### Excerpt to read
^^^^^^^^
Thanks for your very factual and unbiased coverage of the sad battle in Kentucky over the proposed container deposit requirement. It would seem logical that those who spent so much money on defeating this legislation might have made more prudent use of their shareholders' resources by investing in an acceptable alternative solution. It seems we all agree that the 10 states that presently require container deposits have collection rates that far exceed those of their 40 sister states.
Not surprisingly, the price for reclaimed, clear, super-clean, post-consumer beverage bottles is lower than the price of virgin material. It follows that beverage companies that decide to use recycled content should be able to save money on the cost of their bottles. In fact, taking a look at today's prices, the spread between recycled and virgin bottle grade materials is better than 20 percent, and this would suggest that a large beverage company could save many millions of dollars by using as much recycled material as possible.
One has to assume that the real reason the beverage companies are spending hard-earned money on persuading legislators to betray their majority constituencies is most likely due to loyalty to their customers. And in capitalism, we know that loyalty to customers thankfully becomes a two-way street. We can hardly criticize the beverage companies for following the basic rules of the very system of customer-driven economy to which we give credit for America's greatness.
But perhaps, in this instance, the problem arises because the beverage customers are not beverage consumers. It is the retailer who is the customer, and it is also the retailer that must set up a separate accounting system for deposits collected and bottles redeemed, and must store the redeemed bottles, and bale them for collection. It is logical that this customer would ask for and expect the beverage suppliers' support in trying to avoid this burden.
^^^^^^^^
### Exercises
**A)** Please translate this sentence from the letter on container deposits into Spanish: "It follows that beverage companies that decide to use recycled content should be able to save money on the cost of their bottles."
**B)** Write a further paragraph for the letter on container deposits that picks up right after its final sentence.

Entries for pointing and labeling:
^^^^^^^^
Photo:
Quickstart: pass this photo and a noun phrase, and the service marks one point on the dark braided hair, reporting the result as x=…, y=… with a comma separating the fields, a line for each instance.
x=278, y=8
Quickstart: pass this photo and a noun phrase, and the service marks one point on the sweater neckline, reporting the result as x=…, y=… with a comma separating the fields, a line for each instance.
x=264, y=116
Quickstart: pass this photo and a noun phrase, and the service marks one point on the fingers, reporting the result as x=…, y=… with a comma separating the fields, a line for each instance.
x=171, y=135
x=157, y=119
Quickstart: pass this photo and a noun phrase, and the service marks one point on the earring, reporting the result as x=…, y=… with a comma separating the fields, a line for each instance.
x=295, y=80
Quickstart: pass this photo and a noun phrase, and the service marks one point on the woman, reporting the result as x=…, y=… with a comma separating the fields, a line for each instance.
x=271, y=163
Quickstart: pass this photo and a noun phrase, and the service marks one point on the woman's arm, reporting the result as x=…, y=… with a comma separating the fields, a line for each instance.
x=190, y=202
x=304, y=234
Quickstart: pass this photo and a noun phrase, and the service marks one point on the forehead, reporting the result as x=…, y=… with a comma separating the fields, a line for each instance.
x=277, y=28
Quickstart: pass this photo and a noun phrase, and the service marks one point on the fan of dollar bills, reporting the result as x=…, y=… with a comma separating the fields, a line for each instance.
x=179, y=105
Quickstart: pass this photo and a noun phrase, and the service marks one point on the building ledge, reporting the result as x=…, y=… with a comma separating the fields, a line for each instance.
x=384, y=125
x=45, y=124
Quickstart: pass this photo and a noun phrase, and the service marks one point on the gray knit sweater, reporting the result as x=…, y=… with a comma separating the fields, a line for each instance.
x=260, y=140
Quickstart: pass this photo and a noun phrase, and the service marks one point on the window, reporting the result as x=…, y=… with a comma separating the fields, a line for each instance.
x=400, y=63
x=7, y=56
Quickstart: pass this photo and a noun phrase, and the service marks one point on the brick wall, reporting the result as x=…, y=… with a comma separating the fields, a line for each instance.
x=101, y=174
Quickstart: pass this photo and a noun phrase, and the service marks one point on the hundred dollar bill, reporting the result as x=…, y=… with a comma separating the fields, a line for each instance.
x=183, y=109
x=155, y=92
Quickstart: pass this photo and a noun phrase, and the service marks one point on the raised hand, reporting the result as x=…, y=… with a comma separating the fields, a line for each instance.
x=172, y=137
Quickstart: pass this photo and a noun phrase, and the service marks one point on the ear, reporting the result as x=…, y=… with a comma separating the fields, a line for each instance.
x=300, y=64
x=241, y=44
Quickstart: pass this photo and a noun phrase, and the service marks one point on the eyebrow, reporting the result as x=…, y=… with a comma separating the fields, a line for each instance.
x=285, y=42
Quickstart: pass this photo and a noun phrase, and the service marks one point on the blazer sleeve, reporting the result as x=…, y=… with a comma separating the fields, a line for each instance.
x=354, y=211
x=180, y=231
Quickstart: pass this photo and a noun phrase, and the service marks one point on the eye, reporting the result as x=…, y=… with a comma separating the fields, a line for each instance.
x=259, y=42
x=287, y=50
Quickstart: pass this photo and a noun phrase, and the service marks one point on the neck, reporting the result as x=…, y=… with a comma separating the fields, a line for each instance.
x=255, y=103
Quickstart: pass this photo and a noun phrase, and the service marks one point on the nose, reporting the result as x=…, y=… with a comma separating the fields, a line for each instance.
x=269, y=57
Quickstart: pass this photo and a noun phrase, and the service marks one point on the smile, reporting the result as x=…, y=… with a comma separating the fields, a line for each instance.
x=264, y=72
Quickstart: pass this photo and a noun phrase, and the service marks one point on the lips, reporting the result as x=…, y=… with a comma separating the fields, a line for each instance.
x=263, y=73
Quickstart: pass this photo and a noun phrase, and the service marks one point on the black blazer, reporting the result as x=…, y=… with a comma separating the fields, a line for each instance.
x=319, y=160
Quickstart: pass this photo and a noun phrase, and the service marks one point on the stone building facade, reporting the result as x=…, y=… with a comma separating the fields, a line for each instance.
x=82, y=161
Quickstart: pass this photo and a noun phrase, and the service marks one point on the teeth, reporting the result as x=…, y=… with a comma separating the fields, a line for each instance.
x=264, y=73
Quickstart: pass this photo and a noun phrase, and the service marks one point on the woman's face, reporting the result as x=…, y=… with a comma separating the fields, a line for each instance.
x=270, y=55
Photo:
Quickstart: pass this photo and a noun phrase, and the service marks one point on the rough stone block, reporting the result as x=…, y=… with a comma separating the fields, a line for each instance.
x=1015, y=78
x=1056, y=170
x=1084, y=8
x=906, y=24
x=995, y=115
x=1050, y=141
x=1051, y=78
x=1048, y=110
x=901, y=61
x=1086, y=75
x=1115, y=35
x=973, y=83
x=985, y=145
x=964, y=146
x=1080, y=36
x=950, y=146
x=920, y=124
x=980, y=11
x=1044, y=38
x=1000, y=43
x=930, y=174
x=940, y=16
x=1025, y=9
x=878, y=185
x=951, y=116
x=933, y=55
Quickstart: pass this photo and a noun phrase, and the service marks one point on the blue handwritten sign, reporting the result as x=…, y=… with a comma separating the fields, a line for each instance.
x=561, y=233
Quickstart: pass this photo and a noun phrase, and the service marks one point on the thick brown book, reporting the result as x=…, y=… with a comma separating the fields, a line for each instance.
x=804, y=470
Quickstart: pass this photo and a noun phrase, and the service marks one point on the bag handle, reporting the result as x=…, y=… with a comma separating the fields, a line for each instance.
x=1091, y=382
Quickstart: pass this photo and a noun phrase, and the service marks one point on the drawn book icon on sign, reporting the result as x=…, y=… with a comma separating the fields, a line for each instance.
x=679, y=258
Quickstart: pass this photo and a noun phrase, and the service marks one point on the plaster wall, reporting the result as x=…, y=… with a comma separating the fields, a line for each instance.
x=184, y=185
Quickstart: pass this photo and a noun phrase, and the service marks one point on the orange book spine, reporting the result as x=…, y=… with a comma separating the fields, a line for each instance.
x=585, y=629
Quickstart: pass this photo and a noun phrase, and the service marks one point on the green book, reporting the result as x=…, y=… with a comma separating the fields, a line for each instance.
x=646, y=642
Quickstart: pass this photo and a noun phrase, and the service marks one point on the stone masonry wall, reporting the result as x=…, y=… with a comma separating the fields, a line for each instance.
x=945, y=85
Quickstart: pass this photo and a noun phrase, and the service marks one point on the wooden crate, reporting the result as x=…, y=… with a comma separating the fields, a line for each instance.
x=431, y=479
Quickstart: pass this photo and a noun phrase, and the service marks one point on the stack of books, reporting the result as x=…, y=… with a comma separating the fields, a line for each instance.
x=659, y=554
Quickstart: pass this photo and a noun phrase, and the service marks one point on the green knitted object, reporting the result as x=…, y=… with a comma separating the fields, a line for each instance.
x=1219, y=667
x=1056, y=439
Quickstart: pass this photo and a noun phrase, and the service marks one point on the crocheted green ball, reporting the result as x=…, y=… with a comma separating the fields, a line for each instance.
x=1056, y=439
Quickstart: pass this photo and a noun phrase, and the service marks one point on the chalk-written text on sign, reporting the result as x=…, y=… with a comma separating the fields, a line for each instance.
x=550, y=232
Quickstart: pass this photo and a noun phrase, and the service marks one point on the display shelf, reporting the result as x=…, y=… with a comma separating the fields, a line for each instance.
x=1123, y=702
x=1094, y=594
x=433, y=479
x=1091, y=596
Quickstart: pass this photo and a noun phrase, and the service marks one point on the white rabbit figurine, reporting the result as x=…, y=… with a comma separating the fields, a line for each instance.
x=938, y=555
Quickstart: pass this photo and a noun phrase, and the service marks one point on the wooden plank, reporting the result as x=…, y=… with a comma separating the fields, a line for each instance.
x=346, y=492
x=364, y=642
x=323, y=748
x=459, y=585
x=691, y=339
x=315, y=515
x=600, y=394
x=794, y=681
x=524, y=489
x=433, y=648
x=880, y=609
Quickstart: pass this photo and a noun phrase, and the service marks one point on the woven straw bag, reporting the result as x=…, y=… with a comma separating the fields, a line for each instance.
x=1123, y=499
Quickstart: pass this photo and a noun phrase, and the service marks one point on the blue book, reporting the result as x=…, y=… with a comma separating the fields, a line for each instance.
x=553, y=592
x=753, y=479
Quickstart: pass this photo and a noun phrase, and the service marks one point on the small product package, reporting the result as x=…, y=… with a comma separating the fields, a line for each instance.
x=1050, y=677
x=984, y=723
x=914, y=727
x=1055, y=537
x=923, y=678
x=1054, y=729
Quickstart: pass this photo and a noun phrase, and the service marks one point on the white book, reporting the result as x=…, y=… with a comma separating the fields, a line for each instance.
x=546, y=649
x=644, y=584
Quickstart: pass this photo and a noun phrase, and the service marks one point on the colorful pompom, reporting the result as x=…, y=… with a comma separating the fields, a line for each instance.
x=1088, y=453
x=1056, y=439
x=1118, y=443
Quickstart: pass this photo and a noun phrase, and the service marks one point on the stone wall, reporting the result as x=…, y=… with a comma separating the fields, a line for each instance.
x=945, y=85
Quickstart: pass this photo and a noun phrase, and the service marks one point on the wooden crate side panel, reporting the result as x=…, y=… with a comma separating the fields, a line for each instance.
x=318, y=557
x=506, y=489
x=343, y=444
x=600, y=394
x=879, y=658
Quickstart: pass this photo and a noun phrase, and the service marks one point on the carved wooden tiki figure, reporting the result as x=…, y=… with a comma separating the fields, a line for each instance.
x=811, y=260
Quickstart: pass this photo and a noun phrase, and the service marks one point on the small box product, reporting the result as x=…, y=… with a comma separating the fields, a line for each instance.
^^^^^^^^
### Responses by task
**A)** De ello se deduce que las empresas de bebidas que decidan usar contenido reciclado deberían poder ahorrar dinero en el costo de sus botellas.

**B)**
The reason why polls in Kentucky show an overwhelming support for the deposit legislation is that they feel fairly certain that putting a value on spent containers will result in cleaner parks, highways, and waterways. And many are either nostalgic for the return of a redemption system that provided them pocket money as a child, or are currently youngsters who have grasped this concept and would like to start trading in bottles for candy bars themselves.
Maybe the next time legislation of this type is introduced, we could ask the major beverage companies to spend some of their money on designing a program or system that could benefit both their retailer-customers and the public. Such an investment could perhaps be made in purchasing reverse vending machines or parking-lot kiosks that could ease the burden on the retailer by automating bottle redemption. Or maybe the beverage guys could stage a lottery where a special number could be imprinted on the bottle and bottle cap, and to play the lottery, the consumer would simply put his spent bottle in a sealed collection receptacle and keep the cap in his pocket. Every so often, some bottles could be drawn from those collected, and prizes distributed to the winning cap holders. Even the retailer could learn to enjoy such a system if the bottles selected could be identified by source, and the collecting retailers could receive bonus prizes.
In essence, since we know that putting a relatively small value on spent containers will get them fetched back to a redemption point, and we know that they have value as industrial feedstocks for a number of industries, it will never make sense for the continued use of our tax money to collect and bury them. We need to use our American intellect, ingenuity, and entrepreneurism to help the beverage companies and their true customers out of this systemic dilemma. Otherwise, the battle will continue and expand, and this is a battle that has very frankly done tragic and significant damage to at least one of our country's greatest trademark icons.
EvCo Research Inc.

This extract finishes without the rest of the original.